- [Objective 1]: In the entries below, turn the lines starting at the one containing "Where can you find the arched" and ending at the one containing "<point>53,295</point>" into a JSON list of strings, one string per line, skipping any blank lines.

- [Text section]:
-- BEGIN --

All Sounds of SaGa Album Title: All Sounds of SaGa
Record Label: NTT Publishing
Catalog No.: N32D-007/8 (1st Print); NTCP-1004/5 (Reprint)
Release Date: December 21, 1991; December 12, 2004
Purchase: Buy at CDJapan

Overview

Greetings, video game music lovers. I'll be co-reviewing this rare (but highly tasty) soundtrack with Z-Freak. Since he's already given you a brief history of the SaGa games and a list of the composers, I'll just jump straight into the individual track reviews.

Track-by-Track Reviews

Disc One

1) Prologue

This is the piece that launched the gaming legacy known as SaGa. Like any good 'old skool' game track, its beauty is in its simplicity. The track begins with several echoes of a certain seven-note sequence that I will refer to in the next track. The body of the piece consists of a single 'flute', carrying on the slow, measured melody; a 'harp' which weaves around a bit; and a bass line which is nothing more than a series of slowly descending notes. The overall effect is wonderful. It's very hard to get tired of this piece, simple as it is.

2) Main Theme

Listen closely to the very first few notes of this melody, and you'll see that they sound a lot like the opening seven-note sequence in the previous track. Don't expect the rest of the piece to sound anything like the "Prologue," though. This piece is a very cheerful, adventurous piece. If you listen to the overall harmony of the piece (rather than just the melody), you'll find that the progressions are quite unusual, and I mean that in a good way.

-- END --

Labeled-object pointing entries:
-- BEGIN --

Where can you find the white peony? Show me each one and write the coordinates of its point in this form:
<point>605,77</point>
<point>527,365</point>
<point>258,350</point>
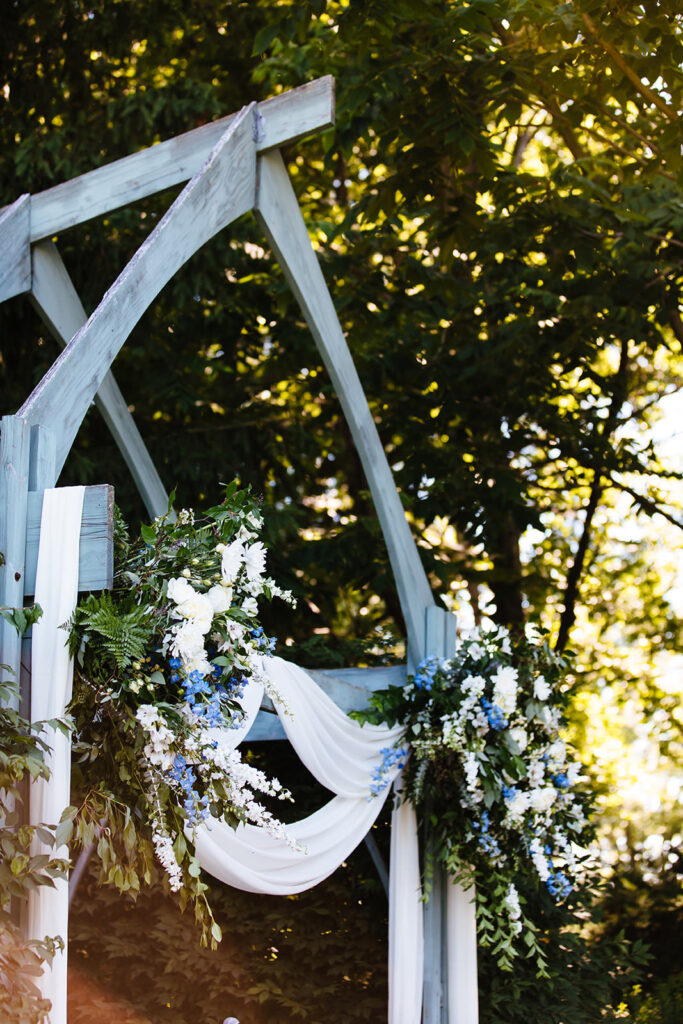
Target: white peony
<point>198,608</point>
<point>541,688</point>
<point>187,643</point>
<point>543,800</point>
<point>474,685</point>
<point>505,689</point>
<point>557,752</point>
<point>179,590</point>
<point>518,806</point>
<point>255,562</point>
<point>220,598</point>
<point>230,560</point>
<point>518,734</point>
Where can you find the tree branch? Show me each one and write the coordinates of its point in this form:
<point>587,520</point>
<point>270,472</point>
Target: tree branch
<point>644,90</point>
<point>573,576</point>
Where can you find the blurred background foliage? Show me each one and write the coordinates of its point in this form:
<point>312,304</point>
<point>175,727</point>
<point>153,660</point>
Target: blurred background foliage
<point>498,213</point>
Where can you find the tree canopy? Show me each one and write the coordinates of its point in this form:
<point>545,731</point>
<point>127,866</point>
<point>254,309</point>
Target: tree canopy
<point>499,216</point>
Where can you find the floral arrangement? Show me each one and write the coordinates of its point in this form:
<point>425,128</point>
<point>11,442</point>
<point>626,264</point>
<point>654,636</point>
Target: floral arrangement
<point>487,767</point>
<point>162,662</point>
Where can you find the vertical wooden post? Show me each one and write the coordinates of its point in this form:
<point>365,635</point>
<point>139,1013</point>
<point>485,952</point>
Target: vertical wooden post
<point>14,449</point>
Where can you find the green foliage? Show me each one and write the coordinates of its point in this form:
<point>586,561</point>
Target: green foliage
<point>22,868</point>
<point>123,633</point>
<point>150,769</point>
<point>498,213</point>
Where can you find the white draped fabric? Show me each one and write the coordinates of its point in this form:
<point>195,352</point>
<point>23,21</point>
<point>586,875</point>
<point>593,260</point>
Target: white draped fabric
<point>342,756</point>
<point>51,678</point>
<point>340,753</point>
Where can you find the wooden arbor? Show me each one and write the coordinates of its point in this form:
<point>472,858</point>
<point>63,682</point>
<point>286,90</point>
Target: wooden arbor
<point>230,166</point>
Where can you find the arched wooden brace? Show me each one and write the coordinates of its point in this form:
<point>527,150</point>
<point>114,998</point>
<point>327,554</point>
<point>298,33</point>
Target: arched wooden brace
<point>220,192</point>
<point>53,295</point>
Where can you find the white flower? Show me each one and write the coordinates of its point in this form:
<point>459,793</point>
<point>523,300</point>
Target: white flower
<point>505,689</point>
<point>220,598</point>
<point>518,734</point>
<point>474,685</point>
<point>512,903</point>
<point>166,854</point>
<point>536,771</point>
<point>543,800</point>
<point>541,688</point>
<point>539,858</point>
<point>187,641</point>
<point>476,651</point>
<point>199,609</point>
<point>557,752</point>
<point>230,561</point>
<point>518,806</point>
<point>179,590</point>
<point>255,562</point>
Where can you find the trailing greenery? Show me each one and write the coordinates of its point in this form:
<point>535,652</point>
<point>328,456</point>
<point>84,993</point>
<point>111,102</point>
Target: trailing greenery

-- END --

- [Objective 2]: Copy the passage from the SaGa soundtrack review word for word, starting at "All Sounds of SaGa Album" and ending at "individual track reviews.".

- [Written answer 1]:
[
  "Where can you find the arched wooden brace? Show me each one and write the coordinates of its point in this form:",
  "<point>527,150</point>",
  "<point>114,998</point>",
  "<point>327,554</point>",
  "<point>298,33</point>",
  "Target: arched wooden brace",
  "<point>220,192</point>",
  "<point>53,295</point>"
]

- [Written answer 2]:
All Sounds of SaGa Album Title: All Sounds of SaGa
Record Label: NTT Publishing
Catalog No.: N32D-007/8 (1st Print); NTCP-1004/5 (Reprint)
Release Date: December 21, 1991; December 12, 2004
Purchase: Buy at CDJapan

Overview

Greetings, video game music lovers. I'll be co-reviewing this rare (but highly tasty) soundtrack with Z-Freak. Since he's already given you a brief history of the SaGa games and a list of the composers, I'll just jump straight into the individual track reviews.